--- Paginafragment ---
Voor de beoordeling van de klacht wordt, gelet op voornoemde stukken, van de volgende vaststaande feiten uitgegaan.

2.1 Klager heeft zijn opdrachtgever, verhuurder, als adviseur/mediator bijgestaan in een procedure strekkende tot ontbinding van de huurovereenkomst met huurders, cliënten van verweerder. De opdrachtgever bewoont de benedenwoning van het aan hem in eigendom toebehorende pand; de cliënten van verweerder huren de bovenwoning.

2.2 Bij brief van 25 mei 2011 heeft klager zich bij de deken beklaagd over verweerder.

3. KLACHT

De klacht houdt, zakelijk weergegeven, in dat verweerder tuchtrechtelijk verwijtbaar heeft gehandeld als bedoeld in artikel 46 Advocatenwet doordat hij onterechte beschuldigingen tegen klager heeft geuit. Verweerder heeft hem in zijn conclusie van dupliek in genoemde procedure volgens klager namelijk ten onrechte

a) beschuldigd van het illegaal binnentreden van de bovenwoning van cliënten van verweerder;

b) beschuldigd van het op grote schaal ontvreemden van bescheiden uit die woning;

c) beschuldigd van manipulatie en/of intimidatie en/of bedreiging van verweerders cliënten; en

d) aangeduid als leugenaar en dief.

4. BEOORDELING

4.1 De voorzitter overweegt met betrekking tot de klacht als volgt. De klacht is gericht tegen de advocaat van de wederpartij van klager. Bij de beoordeling van de klacht stelt de voorzitter voorop dat het de primaire taak van een advocaat is om de belangen van zijn cliënt zo goed mogelijk te behartigen. De advocaat heeft een ruime mate van vrijheid om dat te doen op de wijze die hem in overleg met zijn cliënt goeddunkt. Het tuchtrecht mag niet misbruikt worden om deze vrijheid te beknotten. Bedoelde vrijheid is echter niet onbegrensd. Deze kan onder meer ingeperkt worden als de advocaat (1) zich onnodig grievend uitlaat over de wederpartij, (2) feiten stelt waarvan hij weet of redelijkerwijs kan weten dat zij in strijd met de waarheid zijn, of als (3) de advocaat (anderszins) bij de behartiging van de belangen van zijn cliënt de belangen van de wederpartij onnodig of onevenredig schaadt zonder dat daarmee een redelijk doel wordt gediend. Met betrekking tot de onder (2) genoemde beperking moet verder in het oog worden gehouden dat de advocaat de belangen van zijn cliënt moet behartigen aan de hand van het feitenmateriaal dat zijn cliënt hem verschaft en dat hij in het algemeen mag afgaan op de juistheid van dat feitenmateriaal. Hij behoeft slechts in uitzonderingsgevallen de juistheid daarvan te verifiëren. De voorzitter zal het optreden van verweerder aan de hand van deze maatstaf beoordelen.
--- Lijst met items ---
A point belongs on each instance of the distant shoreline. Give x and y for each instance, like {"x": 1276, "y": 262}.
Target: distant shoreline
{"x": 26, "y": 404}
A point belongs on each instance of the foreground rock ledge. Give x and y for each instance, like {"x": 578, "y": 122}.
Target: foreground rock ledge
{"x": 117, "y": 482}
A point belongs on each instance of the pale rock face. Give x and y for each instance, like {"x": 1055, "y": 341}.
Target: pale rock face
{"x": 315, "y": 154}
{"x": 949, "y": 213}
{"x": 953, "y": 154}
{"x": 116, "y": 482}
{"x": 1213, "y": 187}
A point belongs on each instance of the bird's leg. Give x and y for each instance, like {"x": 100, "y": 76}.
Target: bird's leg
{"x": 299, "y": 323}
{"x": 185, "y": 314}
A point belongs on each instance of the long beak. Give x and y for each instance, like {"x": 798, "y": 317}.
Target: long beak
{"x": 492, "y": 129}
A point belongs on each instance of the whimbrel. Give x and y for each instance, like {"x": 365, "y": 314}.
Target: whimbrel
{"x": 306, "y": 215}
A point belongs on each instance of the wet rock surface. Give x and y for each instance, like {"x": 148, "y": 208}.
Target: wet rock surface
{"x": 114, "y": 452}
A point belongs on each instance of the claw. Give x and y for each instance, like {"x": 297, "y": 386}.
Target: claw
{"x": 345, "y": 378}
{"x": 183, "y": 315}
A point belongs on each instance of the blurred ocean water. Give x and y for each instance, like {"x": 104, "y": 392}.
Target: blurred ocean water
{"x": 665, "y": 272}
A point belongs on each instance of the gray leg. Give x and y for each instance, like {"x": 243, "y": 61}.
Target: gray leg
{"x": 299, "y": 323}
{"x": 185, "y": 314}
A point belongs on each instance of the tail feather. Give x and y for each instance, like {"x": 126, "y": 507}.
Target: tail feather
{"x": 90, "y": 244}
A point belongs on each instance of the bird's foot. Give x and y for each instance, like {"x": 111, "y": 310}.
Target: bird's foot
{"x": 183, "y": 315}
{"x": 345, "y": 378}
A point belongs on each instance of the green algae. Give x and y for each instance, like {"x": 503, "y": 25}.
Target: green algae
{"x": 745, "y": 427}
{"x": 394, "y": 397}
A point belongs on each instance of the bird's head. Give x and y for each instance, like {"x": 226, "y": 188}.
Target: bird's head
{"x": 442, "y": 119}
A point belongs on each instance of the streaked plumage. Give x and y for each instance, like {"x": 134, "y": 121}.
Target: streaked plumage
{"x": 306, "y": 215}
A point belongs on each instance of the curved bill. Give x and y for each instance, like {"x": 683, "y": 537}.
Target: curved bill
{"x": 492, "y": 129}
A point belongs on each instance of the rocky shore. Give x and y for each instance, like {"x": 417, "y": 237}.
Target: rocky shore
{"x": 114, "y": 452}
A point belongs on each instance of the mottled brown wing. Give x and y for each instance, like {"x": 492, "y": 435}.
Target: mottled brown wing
---
- Schriftelijk verzoek -
Kopieer uit de tekst over de klacht tegen de advocaat het stuk tussen "De klacht houdt, zakelijk" en "leugenaar en dief.", beide inbegrepen.

- Het resultaat -
De klacht houdt, zakelijk weergegeven, in dat verweerder tuchtrechtelijk verwijtbaar heeft gehandeld als bedoeld in artikel 46 Advocatenwet doordat hij onterechte beschuldigingen tegen klager heeft geuit. Verweerder heeft hem in zijn conclusie van dupliek in genoemde procedure volgens klager namelijk ten onrechte

a) beschuldigd van het illegaal binnentreden van de bovenwoning van cliënten van verweerder;

b) beschuldigd van het op grote schaal ontvreemden van bescheiden uit die woning;

c) beschuldigd van manipulatie en/of intimidatie en/of bedreiging van verweerders cliënten; en

d) aangeduid als leugenaar en dief.